[Extracted records]
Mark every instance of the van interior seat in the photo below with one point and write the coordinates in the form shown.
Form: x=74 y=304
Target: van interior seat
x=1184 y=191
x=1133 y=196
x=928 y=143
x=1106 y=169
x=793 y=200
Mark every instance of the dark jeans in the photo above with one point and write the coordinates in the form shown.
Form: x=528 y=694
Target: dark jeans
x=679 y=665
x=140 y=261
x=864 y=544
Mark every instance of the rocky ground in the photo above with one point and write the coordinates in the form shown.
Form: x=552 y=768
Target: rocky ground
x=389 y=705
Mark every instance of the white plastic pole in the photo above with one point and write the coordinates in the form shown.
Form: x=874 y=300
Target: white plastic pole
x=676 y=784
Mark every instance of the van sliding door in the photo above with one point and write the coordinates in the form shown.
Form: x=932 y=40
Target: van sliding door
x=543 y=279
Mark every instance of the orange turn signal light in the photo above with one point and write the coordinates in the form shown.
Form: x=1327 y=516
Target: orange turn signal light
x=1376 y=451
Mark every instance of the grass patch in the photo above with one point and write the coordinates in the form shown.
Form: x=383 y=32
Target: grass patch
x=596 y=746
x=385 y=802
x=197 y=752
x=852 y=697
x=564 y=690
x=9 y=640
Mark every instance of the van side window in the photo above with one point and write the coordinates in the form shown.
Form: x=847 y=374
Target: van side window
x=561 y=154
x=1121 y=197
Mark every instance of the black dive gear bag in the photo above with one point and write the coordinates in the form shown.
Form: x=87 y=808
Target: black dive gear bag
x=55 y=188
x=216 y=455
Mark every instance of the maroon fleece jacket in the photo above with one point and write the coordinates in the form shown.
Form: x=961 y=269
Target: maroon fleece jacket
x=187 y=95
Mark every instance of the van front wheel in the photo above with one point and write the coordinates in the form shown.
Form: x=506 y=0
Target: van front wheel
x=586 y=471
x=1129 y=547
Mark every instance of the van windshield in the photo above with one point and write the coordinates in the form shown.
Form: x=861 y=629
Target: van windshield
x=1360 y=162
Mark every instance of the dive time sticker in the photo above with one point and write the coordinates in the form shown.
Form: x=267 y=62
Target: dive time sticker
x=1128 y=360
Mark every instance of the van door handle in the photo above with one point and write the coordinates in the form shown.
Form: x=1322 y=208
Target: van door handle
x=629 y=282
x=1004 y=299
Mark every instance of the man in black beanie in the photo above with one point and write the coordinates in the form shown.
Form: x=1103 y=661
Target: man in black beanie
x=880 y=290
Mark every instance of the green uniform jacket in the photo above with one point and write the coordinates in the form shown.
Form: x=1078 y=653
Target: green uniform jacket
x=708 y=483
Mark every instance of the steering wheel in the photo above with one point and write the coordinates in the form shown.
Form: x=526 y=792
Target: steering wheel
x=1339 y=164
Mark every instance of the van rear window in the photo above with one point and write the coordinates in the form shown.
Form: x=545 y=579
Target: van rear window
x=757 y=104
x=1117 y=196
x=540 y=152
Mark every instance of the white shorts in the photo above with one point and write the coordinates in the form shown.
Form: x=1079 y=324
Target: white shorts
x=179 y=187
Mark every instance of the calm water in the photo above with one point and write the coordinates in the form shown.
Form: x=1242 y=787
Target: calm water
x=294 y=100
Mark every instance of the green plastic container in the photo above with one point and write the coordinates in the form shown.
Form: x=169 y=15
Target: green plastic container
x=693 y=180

§ **STATED EXERCISE**
Will you reproduce the entries from the start through the line containing "x=793 y=200", inclusive, replacing "van interior seat" with "rear bench seat" and leaving everything else unchanged?

§ **FULL ANSWER**
Mark every instance of the rear bench seat in the photo below with one point and write the coordinates in the form shown.
Form: x=74 y=304
Target: rear bench seat
x=1184 y=191
x=1133 y=196
x=928 y=143
x=1106 y=169
x=793 y=200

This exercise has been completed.